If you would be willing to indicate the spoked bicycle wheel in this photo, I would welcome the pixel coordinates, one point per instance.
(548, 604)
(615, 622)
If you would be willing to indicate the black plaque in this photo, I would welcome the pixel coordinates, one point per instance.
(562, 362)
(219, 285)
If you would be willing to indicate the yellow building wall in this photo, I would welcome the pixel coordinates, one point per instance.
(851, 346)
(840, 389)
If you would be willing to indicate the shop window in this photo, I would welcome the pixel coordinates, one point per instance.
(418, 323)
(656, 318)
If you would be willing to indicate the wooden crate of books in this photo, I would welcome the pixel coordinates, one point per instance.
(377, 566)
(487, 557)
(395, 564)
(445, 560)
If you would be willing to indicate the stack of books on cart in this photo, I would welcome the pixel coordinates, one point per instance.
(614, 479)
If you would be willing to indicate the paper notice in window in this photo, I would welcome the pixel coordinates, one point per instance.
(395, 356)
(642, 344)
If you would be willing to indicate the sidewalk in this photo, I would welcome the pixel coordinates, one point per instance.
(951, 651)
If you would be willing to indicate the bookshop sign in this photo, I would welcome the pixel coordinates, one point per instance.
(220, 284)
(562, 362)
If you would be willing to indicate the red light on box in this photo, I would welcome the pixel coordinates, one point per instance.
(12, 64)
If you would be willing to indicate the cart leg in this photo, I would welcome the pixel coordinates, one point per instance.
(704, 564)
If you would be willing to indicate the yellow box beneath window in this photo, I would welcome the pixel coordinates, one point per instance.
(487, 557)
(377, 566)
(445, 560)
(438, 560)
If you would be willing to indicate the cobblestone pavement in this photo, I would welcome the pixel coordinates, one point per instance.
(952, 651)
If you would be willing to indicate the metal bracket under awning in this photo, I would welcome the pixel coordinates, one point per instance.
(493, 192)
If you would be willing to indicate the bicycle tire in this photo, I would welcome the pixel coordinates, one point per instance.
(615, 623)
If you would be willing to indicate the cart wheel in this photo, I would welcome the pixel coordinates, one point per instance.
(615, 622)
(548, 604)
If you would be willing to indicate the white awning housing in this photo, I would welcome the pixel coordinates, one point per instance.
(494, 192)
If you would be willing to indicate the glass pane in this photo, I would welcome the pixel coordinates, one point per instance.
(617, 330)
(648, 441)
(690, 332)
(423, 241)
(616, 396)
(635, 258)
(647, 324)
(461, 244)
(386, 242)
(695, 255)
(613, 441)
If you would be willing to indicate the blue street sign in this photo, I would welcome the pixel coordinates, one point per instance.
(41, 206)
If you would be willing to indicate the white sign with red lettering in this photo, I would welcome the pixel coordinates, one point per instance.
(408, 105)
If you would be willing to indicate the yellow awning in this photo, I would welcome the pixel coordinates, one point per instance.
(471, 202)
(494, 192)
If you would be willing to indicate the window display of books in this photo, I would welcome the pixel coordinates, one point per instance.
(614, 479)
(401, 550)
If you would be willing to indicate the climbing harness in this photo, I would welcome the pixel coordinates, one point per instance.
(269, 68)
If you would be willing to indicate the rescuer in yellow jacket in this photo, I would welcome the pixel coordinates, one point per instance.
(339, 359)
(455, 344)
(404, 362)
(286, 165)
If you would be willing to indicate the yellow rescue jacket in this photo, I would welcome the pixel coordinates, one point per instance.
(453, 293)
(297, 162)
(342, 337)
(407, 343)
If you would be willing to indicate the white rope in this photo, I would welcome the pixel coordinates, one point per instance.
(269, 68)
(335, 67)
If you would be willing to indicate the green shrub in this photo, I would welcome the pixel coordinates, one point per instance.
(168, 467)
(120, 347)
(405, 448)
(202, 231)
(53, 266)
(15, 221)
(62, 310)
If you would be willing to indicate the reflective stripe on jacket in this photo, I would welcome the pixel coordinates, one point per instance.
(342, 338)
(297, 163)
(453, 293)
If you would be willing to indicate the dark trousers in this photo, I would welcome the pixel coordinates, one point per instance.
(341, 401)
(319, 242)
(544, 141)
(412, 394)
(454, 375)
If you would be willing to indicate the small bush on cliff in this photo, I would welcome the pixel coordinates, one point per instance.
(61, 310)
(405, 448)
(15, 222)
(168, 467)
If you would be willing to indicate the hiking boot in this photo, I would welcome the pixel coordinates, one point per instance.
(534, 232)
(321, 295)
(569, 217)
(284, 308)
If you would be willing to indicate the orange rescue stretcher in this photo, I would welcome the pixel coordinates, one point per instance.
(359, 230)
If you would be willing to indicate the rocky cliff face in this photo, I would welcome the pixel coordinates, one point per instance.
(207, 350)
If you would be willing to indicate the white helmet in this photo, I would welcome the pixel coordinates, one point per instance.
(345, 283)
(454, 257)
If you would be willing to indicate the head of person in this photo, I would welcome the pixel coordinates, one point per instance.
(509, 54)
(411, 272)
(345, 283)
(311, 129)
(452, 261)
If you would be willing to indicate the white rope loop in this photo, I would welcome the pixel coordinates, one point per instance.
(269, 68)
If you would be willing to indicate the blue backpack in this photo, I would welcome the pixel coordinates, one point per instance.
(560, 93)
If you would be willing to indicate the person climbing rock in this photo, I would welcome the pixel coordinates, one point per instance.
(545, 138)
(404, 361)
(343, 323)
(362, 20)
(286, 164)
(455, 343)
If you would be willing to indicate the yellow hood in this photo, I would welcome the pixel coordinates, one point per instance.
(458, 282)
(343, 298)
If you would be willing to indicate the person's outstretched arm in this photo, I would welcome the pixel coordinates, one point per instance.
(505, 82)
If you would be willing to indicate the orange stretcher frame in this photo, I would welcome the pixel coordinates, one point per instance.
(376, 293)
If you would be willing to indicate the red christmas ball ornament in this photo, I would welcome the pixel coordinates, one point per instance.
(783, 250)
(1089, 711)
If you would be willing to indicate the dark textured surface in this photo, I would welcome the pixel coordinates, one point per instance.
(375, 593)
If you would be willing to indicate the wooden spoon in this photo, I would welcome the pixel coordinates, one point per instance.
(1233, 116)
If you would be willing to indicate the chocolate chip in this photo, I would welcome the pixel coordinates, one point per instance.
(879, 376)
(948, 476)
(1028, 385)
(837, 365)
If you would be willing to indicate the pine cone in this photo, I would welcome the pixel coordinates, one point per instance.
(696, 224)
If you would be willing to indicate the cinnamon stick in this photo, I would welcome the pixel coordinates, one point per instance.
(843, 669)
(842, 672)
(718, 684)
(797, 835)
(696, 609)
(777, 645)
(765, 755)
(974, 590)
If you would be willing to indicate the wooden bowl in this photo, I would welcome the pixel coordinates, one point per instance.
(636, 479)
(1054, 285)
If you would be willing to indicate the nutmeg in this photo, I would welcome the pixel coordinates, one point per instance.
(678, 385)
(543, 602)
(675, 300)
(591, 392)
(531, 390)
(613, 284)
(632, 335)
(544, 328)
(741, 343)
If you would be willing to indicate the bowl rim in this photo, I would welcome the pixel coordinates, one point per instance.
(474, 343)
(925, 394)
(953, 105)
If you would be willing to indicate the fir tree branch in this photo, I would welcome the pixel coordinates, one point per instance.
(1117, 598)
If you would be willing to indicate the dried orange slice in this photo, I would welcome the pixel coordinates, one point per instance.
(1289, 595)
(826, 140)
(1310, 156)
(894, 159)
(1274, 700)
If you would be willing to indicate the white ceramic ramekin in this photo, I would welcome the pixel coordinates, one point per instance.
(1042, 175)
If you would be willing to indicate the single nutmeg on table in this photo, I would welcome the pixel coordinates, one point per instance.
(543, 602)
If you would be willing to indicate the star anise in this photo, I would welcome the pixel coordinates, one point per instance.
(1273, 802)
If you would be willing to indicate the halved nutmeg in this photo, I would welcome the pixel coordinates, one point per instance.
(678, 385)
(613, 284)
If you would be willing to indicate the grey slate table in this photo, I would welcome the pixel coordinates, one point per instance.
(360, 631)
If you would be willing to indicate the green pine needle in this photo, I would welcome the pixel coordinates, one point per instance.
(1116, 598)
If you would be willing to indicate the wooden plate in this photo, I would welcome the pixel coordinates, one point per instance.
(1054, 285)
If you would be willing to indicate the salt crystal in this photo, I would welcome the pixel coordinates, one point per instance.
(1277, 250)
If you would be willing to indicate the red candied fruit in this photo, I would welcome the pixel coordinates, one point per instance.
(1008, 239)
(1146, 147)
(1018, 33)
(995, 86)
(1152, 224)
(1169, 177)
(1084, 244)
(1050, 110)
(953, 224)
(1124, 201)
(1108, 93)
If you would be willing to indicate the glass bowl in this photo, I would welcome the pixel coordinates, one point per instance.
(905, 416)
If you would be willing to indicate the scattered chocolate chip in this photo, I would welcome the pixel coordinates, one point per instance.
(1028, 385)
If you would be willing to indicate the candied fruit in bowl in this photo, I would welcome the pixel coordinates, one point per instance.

Task goal →
Convert the records from the line containing "If you would be willing to indicate the orange rescue" up to and including the line containing "(1233, 116)" into a Markdown table with the columns Row and Line. Number each line in sequence and omit blank lines.

Expected output →
| Row | Line |
|---|---|
| 1 | If you would be willing to indicate the orange rescue stretcher in this photo, I would welcome the pixel coordinates, one point per instance. |
| 2 | (359, 230) |
| 3 | If you would be willing to indicate the rocky cliff face in this photo, I would welcome the pixel coordinates, one point per instance. |
| 4 | (207, 350) |
| 5 | If you would be willing to indicate the white helmet in this photo, I would welcome the pixel coordinates, one point per instance. |
| 6 | (345, 283) |
| 7 | (454, 257) |
| 8 | If you would be willing to indicate the head of person in this photo, I would welcome the pixel coordinates, one point per instance. |
| 9 | (509, 54) |
| 10 | (411, 272) |
| 11 | (345, 283) |
| 12 | (311, 129) |
| 13 | (452, 261) |
| 14 | If you would be willing to indicate the white rope loop in this photo, I would welcome the pixel coordinates, one point per instance. |
| 15 | (269, 68) |
| 16 | If you would be willing to indicate the blue backpack in this photo, I would welcome the pixel coordinates, one point per instance. |
| 17 | (560, 93) |
| 18 | If you would be willing to indicate the person climbing rock in this photo, I would welcome the pixel coordinates, one point per instance. |
| 19 | (545, 138) |
| 20 | (404, 361) |
| 21 | (343, 323) |
| 22 | (362, 20) |
| 23 | (286, 164) |
| 24 | (455, 343) |
| 25 | If you would be willing to indicate the yellow hood in this photo, I would welcome the pixel coordinates, one point per instance. |
| 26 | (458, 282) |
| 27 | (343, 298) |
| 28 | If you would be willing to indicate the person's outstretched arm in this photo, I would welcome the pixel coordinates, one point per instance. |
| 29 | (505, 82) |
| 30 | If you would be willing to indicate the orange stretcher frame in this photo, I would welcome the pixel coordinates, one point per instance. |
| 31 | (376, 293) |
| 32 | If you would be willing to indicate the red christmas ball ornament in this photo, I would welcome the pixel coordinates, one point per instance. |
| 33 | (783, 250) |
| 34 | (1089, 711) |
| 35 | If you would be willing to indicate the dark textured surface in this photo, I would welcome the pixel coordinates, one point per instance. |
| 36 | (375, 593) |
| 37 | If you would be willing to indicate the wooden spoon in this photo, I would welcome the pixel coordinates, one point per instance. |
| 38 | (1233, 116) |